→ **CONSEGNA A**: Nei record, nel tratto dalla riga che contiene "Target: side arch" fino alla riga che contiene "(1052, 529)", estremi compresi, sostituisci "arched passageway" con "covered passageway". Riporta solo quelle righe e lascia invariato tutto il resto.

→ **ESTRATTO DEL DOCUMENTO**:
Nel nostro esercito i carri sono impiegati in complessi tattici pluriarma, la cui dosatura in carri viene adattata alle necessità del momento. Sono inquadrati dall'attuale normativa in brigate corazzate o meccanizzate.
Brigata corazzata: è un'unità in cui i carri armati rappresentano l'elemento principale. Il suo impiego, soprattutto nei terreni che consentono di sfruttare la mobilità dei mezzi e la possibilità del fuoco diretto, ne esalta la capacità di manovra e di intervento contro formazioni similari in movimento. Essa comprende organicamente: due battaglioni carri e un battaglione meccanizzato per quanto riguarda la componente da combattimento; unità di supporto al combattimento (un gruppo di artiglieria semovente, un reparto comando e trasmissioni, una compagnia genio guastatori, una compagnia controcarri); unità di supporto logistico (un battaglione logistico e un reparto sanitario) che ne completano la struttura.
Brigata meccanizzata: è unità idonea, per potenza di fuoco e mobilità, a condurre tutte le azioni del combattimento difensivo; possiede una elevata flessibilità d'impiego, in quanto può operare − in relazione alle esigenze del combattimento − sia a bordo dei mezzi sia a piedi, mantenendo pressoché inalterata la propria capacità operativa. Per le sue caratteristiche strutturali è in grado di sviluppare la manovra difensiva in ambienti di pianura e di collina, in terreni accidentati e negli abitati, e di assicurare il mantenimento, quando necessario, di posizioni anche per tempi prolungati, conferendo in tal modo alla difesa la capacità di resistenza richiesta dalla situazione. Si differenzia dalla precedente per la componente di combattimento (3 battaglioni meccanizzati e un battaglione carri).
Dette brigate sono in genere riunite in corpi d'armata, e nel caso integrate da supporti tattici e logistici.
Impiego bellico del carro armato. − La guerra di Corea (1950-53) fu la prima, dopo il grande conflitto mondiale, in cui si registrò un certo impiego di m. corazzati.

→ **RECORD DEL COMPITO**:
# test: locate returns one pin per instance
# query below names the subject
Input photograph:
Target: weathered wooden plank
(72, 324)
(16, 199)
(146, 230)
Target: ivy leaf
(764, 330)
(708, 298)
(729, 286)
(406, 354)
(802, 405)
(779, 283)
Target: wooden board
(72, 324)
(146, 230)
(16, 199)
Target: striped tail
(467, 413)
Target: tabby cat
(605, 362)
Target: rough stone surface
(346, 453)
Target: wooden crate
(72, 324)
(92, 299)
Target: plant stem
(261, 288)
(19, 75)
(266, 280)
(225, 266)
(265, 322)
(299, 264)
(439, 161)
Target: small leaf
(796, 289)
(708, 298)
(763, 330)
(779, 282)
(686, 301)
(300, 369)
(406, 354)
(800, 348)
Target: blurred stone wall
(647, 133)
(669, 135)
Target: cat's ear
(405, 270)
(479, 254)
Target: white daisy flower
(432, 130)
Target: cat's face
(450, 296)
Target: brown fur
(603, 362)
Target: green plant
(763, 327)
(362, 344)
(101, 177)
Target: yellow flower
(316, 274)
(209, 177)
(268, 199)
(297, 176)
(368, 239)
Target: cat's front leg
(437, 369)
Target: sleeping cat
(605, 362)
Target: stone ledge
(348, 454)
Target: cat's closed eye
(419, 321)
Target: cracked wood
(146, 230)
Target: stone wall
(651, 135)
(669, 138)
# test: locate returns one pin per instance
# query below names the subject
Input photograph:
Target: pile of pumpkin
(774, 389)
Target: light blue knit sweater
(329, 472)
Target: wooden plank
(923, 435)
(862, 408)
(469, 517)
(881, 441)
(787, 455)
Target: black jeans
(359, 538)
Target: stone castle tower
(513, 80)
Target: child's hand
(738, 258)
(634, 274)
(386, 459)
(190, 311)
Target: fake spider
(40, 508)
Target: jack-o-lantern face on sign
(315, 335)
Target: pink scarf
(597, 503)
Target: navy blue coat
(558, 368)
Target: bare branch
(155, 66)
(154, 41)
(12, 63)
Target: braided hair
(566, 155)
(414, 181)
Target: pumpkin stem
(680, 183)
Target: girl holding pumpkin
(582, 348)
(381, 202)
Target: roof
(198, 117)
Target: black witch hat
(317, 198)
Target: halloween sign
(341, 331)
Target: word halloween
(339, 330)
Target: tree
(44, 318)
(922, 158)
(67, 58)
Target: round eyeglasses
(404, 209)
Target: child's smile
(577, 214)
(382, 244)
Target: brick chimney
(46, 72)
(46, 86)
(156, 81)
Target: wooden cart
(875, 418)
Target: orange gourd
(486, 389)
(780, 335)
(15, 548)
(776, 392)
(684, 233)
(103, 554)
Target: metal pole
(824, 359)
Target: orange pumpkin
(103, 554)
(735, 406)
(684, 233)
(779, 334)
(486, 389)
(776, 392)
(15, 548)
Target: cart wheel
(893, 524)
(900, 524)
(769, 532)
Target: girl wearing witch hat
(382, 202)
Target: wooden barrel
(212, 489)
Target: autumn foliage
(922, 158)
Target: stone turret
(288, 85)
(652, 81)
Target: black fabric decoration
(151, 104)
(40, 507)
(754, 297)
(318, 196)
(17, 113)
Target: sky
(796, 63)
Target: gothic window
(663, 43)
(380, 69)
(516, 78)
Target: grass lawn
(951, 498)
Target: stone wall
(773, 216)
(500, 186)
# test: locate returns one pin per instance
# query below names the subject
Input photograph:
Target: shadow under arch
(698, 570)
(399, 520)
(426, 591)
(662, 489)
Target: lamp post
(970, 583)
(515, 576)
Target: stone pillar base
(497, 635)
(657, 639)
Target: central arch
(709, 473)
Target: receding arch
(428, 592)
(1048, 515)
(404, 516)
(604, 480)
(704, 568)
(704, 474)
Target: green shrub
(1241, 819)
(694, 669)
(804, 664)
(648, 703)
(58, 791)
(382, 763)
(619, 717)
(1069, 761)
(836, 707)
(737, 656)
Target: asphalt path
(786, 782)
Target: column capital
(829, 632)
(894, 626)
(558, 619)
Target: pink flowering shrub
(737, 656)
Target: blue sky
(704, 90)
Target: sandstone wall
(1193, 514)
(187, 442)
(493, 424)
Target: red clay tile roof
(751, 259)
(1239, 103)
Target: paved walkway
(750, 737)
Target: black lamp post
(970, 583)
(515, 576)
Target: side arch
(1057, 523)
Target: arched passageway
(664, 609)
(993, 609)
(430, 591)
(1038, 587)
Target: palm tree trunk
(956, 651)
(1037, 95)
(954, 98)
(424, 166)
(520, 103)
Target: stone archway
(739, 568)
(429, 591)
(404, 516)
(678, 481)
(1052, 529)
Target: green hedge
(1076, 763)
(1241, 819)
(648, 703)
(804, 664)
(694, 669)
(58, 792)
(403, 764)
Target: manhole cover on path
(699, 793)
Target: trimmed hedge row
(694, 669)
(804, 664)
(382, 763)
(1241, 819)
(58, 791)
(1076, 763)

→ **CONSEGNA B**: Secondo il testo sulle brigate corazzate e meccanizzate, perché la brigata meccanizzata possiede un'elevata flessibilità d'impiego?

→ **SOLUZIONE A**:
Target: side arch
(1057, 523)
Target: covered passageway
(664, 609)
(993, 609)
(430, 591)
(1038, 587)
Target: palm tree trunk
(956, 651)
(1037, 95)
(954, 98)
(424, 166)
(520, 103)
Target: stone archway
(739, 568)
(429, 591)
(404, 516)
(678, 481)
(1052, 529)

→ **SOLUZIONE B**: Perché, in relazione alle esigenze del combattimento, può operare sia a bordo dei mezzi sia a piedi. In entrambi i casi mantiene pressoché inalterata la propria capacità operativa.